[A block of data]
::::
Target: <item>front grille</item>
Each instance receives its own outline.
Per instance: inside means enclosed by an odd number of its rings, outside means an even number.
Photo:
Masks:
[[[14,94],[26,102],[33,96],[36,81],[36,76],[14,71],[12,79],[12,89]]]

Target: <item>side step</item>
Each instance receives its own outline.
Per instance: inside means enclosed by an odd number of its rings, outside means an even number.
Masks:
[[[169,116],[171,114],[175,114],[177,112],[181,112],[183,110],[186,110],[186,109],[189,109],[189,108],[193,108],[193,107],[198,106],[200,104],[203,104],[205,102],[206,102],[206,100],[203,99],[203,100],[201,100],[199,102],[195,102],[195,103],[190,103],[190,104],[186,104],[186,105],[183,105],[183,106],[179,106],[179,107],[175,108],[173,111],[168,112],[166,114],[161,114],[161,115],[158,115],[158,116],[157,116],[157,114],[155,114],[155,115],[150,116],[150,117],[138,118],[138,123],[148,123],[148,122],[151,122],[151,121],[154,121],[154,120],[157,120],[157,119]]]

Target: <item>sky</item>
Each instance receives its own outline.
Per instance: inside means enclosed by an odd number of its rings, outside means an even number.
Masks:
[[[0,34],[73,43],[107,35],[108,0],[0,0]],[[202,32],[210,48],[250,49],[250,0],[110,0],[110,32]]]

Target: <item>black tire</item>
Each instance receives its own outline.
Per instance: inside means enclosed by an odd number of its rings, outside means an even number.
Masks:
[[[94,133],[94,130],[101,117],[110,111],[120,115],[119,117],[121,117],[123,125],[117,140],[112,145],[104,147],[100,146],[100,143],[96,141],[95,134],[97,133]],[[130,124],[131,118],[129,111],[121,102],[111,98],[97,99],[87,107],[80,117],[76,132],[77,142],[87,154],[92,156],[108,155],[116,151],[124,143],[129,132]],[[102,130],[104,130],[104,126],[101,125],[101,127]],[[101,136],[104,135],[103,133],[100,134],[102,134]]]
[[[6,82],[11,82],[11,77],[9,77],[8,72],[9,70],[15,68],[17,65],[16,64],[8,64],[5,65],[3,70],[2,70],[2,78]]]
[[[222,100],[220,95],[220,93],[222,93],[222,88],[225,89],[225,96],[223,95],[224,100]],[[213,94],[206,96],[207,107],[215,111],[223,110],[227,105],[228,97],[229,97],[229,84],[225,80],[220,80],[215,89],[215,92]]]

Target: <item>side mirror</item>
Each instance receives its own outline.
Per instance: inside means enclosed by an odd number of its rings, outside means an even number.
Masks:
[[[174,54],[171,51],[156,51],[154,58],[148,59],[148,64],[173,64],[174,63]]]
::::
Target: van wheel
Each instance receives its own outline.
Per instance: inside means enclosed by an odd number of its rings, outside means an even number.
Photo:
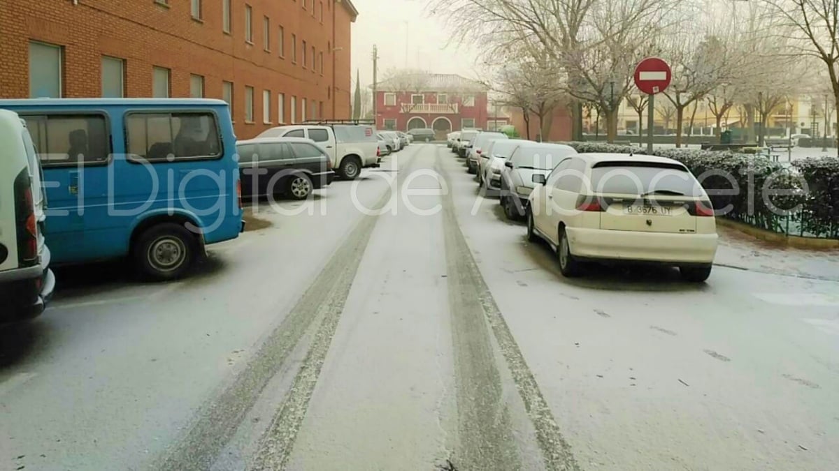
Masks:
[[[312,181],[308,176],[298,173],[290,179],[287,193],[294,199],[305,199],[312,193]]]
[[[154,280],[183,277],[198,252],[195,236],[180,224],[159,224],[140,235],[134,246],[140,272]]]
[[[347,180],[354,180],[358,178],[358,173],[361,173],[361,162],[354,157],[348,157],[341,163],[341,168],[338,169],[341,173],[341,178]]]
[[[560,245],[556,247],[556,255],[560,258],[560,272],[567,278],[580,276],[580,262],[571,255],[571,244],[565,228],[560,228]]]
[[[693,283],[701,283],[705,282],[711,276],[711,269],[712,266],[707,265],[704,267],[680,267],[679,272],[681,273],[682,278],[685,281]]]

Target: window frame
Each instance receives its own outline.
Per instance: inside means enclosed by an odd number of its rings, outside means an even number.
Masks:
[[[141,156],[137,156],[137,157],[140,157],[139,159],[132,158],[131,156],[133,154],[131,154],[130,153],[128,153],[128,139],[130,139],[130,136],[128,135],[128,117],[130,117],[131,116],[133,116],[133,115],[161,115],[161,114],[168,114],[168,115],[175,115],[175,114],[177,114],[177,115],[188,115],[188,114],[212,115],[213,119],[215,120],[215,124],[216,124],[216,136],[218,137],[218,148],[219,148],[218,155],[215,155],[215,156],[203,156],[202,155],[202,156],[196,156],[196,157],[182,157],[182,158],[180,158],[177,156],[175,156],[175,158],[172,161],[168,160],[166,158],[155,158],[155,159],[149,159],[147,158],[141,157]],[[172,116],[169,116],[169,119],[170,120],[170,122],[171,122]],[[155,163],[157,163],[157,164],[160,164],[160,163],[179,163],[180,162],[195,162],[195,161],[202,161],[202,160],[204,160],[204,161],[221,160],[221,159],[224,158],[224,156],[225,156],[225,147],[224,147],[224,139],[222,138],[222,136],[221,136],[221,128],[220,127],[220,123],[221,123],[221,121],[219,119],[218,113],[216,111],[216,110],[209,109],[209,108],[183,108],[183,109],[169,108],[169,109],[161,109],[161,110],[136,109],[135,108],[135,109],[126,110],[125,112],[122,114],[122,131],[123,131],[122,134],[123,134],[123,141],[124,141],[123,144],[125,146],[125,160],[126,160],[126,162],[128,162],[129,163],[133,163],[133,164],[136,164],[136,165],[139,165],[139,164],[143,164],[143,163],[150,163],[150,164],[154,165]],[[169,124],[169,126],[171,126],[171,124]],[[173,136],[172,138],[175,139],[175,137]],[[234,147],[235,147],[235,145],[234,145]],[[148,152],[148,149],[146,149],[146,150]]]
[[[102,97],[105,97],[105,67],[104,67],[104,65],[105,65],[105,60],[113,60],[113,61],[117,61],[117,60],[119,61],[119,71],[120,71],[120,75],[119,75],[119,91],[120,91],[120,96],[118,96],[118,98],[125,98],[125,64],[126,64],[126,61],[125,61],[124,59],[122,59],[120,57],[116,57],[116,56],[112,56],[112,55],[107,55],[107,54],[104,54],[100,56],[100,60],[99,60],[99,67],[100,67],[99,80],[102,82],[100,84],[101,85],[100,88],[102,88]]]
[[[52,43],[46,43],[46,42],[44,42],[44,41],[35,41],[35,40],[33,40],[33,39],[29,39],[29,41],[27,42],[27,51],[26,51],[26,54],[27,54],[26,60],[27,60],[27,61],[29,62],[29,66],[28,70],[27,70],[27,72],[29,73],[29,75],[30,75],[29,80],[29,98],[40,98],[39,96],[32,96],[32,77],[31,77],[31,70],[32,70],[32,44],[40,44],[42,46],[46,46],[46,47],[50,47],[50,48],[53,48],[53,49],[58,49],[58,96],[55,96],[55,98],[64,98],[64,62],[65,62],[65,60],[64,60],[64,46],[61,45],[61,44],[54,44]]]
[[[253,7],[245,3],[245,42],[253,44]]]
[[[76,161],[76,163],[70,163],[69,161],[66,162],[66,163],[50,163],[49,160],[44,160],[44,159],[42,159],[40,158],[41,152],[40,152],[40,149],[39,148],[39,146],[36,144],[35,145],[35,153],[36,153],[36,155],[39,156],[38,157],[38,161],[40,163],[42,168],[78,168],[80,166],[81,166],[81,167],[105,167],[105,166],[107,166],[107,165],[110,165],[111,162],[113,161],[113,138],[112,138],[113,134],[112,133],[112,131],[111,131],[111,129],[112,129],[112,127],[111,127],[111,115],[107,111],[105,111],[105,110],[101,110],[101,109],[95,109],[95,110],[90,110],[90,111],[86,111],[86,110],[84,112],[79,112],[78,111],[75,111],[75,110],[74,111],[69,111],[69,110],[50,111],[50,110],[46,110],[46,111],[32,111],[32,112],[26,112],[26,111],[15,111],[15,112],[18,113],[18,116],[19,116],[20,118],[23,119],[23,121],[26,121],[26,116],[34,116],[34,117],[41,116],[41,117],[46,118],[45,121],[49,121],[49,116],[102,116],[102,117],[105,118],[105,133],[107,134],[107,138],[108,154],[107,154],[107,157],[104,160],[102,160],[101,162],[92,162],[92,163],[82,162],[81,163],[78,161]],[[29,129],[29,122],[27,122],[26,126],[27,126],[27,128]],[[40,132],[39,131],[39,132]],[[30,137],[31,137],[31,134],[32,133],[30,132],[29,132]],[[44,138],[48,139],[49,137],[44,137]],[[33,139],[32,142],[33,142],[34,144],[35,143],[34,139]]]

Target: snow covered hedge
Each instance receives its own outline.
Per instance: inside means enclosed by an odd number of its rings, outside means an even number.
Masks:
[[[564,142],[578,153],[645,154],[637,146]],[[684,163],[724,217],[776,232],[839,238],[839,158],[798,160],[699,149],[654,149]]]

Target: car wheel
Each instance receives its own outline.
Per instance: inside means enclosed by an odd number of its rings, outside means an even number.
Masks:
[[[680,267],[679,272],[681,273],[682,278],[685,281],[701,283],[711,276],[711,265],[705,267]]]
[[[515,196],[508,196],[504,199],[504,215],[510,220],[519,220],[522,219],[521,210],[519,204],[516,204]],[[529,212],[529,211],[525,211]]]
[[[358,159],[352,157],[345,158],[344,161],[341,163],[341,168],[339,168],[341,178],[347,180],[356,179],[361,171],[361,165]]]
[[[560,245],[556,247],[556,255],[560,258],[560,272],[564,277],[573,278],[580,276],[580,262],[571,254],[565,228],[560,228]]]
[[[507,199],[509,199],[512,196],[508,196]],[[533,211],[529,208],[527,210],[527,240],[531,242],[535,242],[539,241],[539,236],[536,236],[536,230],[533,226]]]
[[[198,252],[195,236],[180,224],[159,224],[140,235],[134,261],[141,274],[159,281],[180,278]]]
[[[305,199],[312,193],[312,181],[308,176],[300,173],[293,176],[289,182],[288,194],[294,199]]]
::::
REQUEST →
List every line of the listing above that contains the string "Target".

RESULT OF THIS EXERCISE →
Target: <item>front grille</item>
Target: <item>side step</item>
Target: <item>sky</item>
Target: <item>black tire</item>
Target: <item>side mirror</item>
Target: van wheel
Target: window frame
Target: snow covered hedge
Target: car wheel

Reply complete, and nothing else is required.